======== Exercise inputs

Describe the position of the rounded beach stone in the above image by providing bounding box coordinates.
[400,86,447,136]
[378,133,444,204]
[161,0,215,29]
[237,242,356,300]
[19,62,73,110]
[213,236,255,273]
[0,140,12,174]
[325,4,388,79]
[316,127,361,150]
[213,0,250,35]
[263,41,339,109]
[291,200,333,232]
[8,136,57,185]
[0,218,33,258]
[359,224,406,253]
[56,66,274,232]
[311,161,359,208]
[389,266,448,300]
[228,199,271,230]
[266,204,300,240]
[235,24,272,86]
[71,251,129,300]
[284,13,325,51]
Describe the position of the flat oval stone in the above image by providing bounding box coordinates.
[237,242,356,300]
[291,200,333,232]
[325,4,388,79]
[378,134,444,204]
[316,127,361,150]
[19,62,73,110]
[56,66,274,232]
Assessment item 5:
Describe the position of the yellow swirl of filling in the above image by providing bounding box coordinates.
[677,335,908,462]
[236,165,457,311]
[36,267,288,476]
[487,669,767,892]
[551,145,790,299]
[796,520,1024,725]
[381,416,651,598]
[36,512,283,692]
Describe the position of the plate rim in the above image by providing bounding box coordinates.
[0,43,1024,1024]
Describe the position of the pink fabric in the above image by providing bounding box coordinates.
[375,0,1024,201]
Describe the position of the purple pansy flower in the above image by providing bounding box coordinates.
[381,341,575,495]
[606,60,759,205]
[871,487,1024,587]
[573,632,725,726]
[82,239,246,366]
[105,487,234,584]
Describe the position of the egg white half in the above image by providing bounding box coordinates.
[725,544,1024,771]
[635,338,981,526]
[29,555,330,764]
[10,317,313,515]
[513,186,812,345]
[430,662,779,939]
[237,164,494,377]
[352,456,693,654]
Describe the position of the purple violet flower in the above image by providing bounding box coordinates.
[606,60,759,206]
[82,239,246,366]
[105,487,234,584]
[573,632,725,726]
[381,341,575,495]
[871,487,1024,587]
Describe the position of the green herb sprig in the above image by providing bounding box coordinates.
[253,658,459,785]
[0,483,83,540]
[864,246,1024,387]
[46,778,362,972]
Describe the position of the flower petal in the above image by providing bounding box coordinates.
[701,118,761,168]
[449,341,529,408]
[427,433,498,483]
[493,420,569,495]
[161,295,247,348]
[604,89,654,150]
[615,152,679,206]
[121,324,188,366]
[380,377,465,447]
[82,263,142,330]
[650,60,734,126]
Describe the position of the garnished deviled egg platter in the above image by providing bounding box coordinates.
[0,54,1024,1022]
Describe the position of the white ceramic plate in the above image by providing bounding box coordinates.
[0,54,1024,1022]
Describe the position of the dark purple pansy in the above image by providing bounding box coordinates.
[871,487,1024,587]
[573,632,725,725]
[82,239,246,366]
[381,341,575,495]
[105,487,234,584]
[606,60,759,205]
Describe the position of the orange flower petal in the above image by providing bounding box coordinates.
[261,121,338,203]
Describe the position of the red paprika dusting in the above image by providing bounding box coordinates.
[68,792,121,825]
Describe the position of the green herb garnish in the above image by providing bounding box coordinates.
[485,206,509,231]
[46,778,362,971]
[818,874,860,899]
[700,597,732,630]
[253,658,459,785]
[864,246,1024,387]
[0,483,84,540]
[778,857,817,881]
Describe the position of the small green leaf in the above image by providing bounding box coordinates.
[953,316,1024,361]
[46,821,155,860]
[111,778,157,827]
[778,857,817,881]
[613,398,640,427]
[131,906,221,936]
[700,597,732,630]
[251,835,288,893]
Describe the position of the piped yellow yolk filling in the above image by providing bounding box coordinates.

================

Task description =
Extract, verbatim, the lines from the one containing "Describe the position of the red" through the last line of the listing above.

Solution below =
Describe the position of the red paprika dusting in the above image by providing bounding box coordinates.
[68,792,121,825]
Describe the position of the green herb garnish in the above image by providing bounding box coordinates.
[485,206,509,231]
[46,778,362,971]
[818,874,860,899]
[700,597,732,630]
[253,658,459,785]
[864,246,1024,387]
[0,483,84,540]
[778,857,817,881]
Describe the position of the small green leaf in the above image by providing bounding box coordinates.
[953,316,1024,361]
[46,821,155,860]
[111,778,157,827]
[778,857,817,881]
[613,398,640,427]
[131,906,221,936]
[700,597,732,630]
[251,835,288,893]
Describe the position of the piped yellow yolk filling in the above image by providing bounding box coordinates.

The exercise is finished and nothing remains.